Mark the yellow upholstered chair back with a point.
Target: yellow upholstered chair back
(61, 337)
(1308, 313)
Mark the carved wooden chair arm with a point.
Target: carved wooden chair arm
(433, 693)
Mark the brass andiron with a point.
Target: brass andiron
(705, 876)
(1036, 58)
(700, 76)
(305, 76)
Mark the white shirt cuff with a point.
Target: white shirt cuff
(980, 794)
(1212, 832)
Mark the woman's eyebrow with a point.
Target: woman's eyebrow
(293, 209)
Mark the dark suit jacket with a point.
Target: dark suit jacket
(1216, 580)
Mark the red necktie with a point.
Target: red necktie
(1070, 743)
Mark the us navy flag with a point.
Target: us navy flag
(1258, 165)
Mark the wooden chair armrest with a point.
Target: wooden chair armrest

+===+

*Exercise details*: Only output the lines from the one with "Mark the woman's eyebrow with a point." through the end of the entries above, exactly as they are.

*Task output*:
Mark the woman's eyebrow with a point.
Target: woman's eyebrow
(293, 209)
Mark the dark suit jacket with a point.
Target: dark suit jacket
(1216, 580)
Mark the red necktie with a point.
Target: red necktie
(1070, 743)
Mark the us navy flag with a point.
Target: us navy flag
(1258, 165)
Mark the wooden chair armrest with a point.
Target: wooden chair armrest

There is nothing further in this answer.